> [Written problem] Write out the listing below in full and exactly, leaving out every picture.

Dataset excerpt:
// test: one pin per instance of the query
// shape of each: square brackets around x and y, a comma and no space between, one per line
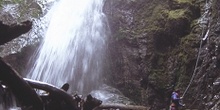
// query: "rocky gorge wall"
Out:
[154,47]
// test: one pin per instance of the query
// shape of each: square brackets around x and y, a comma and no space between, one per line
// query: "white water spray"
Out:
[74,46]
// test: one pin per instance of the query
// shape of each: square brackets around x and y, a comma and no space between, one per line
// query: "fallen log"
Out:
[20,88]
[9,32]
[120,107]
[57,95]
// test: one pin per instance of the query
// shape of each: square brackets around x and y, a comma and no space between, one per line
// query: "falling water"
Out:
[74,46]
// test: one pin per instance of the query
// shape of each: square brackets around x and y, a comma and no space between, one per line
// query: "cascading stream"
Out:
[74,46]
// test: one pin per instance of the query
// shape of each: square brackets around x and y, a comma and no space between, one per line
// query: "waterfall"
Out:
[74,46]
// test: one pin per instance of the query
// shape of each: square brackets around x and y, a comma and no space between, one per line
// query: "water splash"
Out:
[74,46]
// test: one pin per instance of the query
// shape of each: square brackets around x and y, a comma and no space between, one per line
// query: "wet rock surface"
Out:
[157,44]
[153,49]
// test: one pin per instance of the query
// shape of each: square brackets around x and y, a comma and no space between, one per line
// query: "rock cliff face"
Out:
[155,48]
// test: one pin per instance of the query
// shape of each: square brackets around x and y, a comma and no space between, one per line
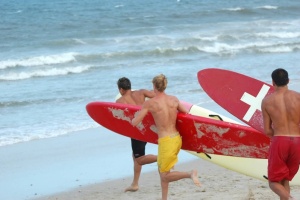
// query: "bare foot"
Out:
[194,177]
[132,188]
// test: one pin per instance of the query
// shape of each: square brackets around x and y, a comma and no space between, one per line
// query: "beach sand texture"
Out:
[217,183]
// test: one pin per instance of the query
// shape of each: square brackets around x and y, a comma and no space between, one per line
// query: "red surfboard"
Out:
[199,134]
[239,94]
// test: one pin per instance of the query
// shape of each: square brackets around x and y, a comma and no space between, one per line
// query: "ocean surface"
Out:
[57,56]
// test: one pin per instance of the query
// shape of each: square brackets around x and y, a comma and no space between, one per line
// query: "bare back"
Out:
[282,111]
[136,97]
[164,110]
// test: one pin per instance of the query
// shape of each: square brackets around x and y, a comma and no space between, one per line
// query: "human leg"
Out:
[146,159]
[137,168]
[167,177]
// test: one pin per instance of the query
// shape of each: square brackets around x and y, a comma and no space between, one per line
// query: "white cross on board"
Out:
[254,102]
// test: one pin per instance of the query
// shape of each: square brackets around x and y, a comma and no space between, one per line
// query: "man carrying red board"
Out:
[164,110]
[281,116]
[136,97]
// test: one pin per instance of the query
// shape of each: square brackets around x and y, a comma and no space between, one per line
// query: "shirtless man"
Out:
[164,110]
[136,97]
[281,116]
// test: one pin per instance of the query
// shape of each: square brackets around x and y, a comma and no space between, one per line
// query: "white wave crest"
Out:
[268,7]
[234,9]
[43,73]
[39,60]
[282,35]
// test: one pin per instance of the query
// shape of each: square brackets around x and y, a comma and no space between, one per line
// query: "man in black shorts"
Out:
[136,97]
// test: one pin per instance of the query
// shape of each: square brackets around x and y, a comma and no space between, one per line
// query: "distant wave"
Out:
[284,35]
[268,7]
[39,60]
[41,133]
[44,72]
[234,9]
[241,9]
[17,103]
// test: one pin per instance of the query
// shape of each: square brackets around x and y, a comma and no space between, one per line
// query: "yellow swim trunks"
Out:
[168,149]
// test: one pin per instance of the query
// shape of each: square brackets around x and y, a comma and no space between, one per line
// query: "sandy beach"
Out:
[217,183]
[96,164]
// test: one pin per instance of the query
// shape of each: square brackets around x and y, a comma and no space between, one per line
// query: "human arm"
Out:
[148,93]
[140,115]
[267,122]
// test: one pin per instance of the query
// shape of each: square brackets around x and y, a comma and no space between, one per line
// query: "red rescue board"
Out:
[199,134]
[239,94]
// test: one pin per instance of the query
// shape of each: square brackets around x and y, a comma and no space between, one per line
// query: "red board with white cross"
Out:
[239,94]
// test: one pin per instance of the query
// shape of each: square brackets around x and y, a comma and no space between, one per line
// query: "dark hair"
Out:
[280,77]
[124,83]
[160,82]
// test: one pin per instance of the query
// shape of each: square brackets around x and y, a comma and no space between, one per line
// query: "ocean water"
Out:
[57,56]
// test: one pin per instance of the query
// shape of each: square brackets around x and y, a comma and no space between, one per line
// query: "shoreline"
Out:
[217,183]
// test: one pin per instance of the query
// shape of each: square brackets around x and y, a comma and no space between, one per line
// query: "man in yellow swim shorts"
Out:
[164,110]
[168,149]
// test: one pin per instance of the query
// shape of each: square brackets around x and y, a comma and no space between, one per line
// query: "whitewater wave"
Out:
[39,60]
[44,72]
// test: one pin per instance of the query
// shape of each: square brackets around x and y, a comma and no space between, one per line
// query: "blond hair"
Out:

> [Solution to this task]
// test: one pin per instance of the query
// shape of each: square brackets around x and y, a comma and no space between, one per line
// query: "rocky gorge wall"
Out:
[154,47]
// test: one pin per instance of the query
// shape of each: square brackets around x and y, a comma and no space between, one per line
// query: "white water spray"
Out:
[74,46]
// test: one pin per instance of the query
// shape of each: square brackets around x and y, a comma and no space between, one per line
// query: "fallen log"
Out:
[20,88]
[9,32]
[120,107]
[57,95]
// test: one pin per instance of the query
// shape of each: square brackets around x and y, a comma and no space between, one per line
// query: "falling water"
Out:
[74,46]
// test: one pin per instance of the query
// shape of each: square brackets around x and y, a comma and no space between, one per line
// query: "cascading stream"
Out:
[74,46]
// test: one pin per instance of the query
// shape of each: square brackets around x and y, a comma and no space between, one per line
// query: "waterfall"
Out:
[74,46]
// test: one pin per instance of the query
// shape of each: square brackets around x and y, a comma and no space between, one per line
// query: "water splash"
Out:
[74,46]
// test: one pin per instance of the query
// shape of each: square brackets around x and y, a comma and no space between, one per line
// query: "wet rock surface"
Out:
[157,44]
[153,49]
// test: one pin per instance of the query
// shape of each: square brackets around x and y, a comma and no space between, one per line
// query: "rock cliff face"
Out:
[155,48]
// test: one pin per instance of the query
// shape of each: square brackets around x and y, a comma and no space between, one per line
// query: "bare foot"
Out:
[194,177]
[132,188]
// test: one pin per instance of the query
// shape of each: square brackets around x and y, a comma and no space between, one per line
// query: "beach sand texture"
Out:
[217,183]
// test: one pin per instance of the query
// shape of each: square brackets around x and y, a comma and no space between, one per line
// query: "red surfboard"
Out:
[199,134]
[239,94]
// test: one pin per instance of the query
// shape of each: square brackets around x and y, a comma and no space between, one per line
// query: "ocean surface"
Out:
[57,56]
// test: one pin per instance of the query
// shape of each: square brackets around x and y, a comma and no space between, one per line
// query: "bare back"
Out:
[282,111]
[136,97]
[164,110]
// test: one pin per instance of the query
// shape of each: square brackets around x and y, a comma and no space between, one per line
// query: "human leg"
Out:
[146,159]
[137,168]
[167,177]
// test: one pin per instance of the query
// shape of each: square brackets around x and y, a comma and no space between, one per line
// query: "white cross on board"
Out:
[254,102]
// test: one pin per instance of the query
// shape of each: square brackets around x and y, a comma and no space between, one per line
// query: "man carrying red board"
Out:
[164,110]
[281,116]
[136,97]
// test: one pin per instance of the query
// shape of each: square brackets around x and y, a comma and no space between, one per line
// query: "shirtless man"
Out:
[164,110]
[136,97]
[281,116]
// test: one pin per instance of the query
// shape of each: square brackets around x and y, a comma and no space between, one per line
// query: "white wave crest"
Out:
[268,7]
[234,9]
[43,73]
[39,60]
[282,35]
// test: one pin per instance of the query
// shape of each: square brackets around x and y, a comma and no space between, one per line
// query: "man in black shorts"
Out:
[136,97]
// test: one pin per instance of the query
// shape of each: square brackets around x and y, a comma and no space between, one per line
// query: "distant wave"
Out:
[284,35]
[268,7]
[39,60]
[41,133]
[44,72]
[234,9]
[241,9]
[17,103]
// test: one pin per instance of the query
// shape of each: square brackets around x and y, a comma and no space between, one per line
// query: "yellow swim trunks"
Out:
[168,149]
// test: one pin per instance of the query
// shape of each: square brackets around x and y, a comma and no space between, one per line
// query: "sandy beach"
Out:
[217,183]
[96,164]
// test: one pin per instance of the query
// shape of each: square brackets around x and y, a comma and no space between, one per line
// query: "human arm"
Out:
[148,93]
[140,115]
[267,122]
// test: one pin per instance of the query
// shape of each: square brackets around x and y, a comma and no space between, one per line
// query: "red rescue board"
Out:
[199,134]
[239,94]
// test: one pin per instance of the query
// shape of each: square brackets around x and y, a comma and no space between, one per line
// query: "red board with white cross"
Out:
[239,94]
// test: one pin per instance of the query
// shape of each: square brackets around x and y, a comma and no space between, one per line
// query: "dark hair"
Out:
[280,77]
[124,83]
[160,82]
// test: one pin per instance of the query
// shape of each: square brackets around x and y, a comma and no space between, one per line
// query: "ocean water"
Out:
[57,56]
// test: one pin per instance of the query
// shape of each: square brackets around x and y, a comma and no space between, one per line
// query: "shoreline"
Out:
[217,183]
// test: one pin per instance of the query
// shape of each: square brackets around x and y, a comma and no space between, one per line
// query: "man in yellow swim shorts"
Out:
[164,110]
[168,149]
// test: one pin per instance of the query
// shape of each: square brackets around x and y, a comma and no space between, one per line
// query: "whitewater wave"
Out:
[39,60]
[44,72]
// test: one pin per instance of the query
// shape of each: square brackets around x and y, a comma and no space between, one per line
// query: "blond hair"
Out:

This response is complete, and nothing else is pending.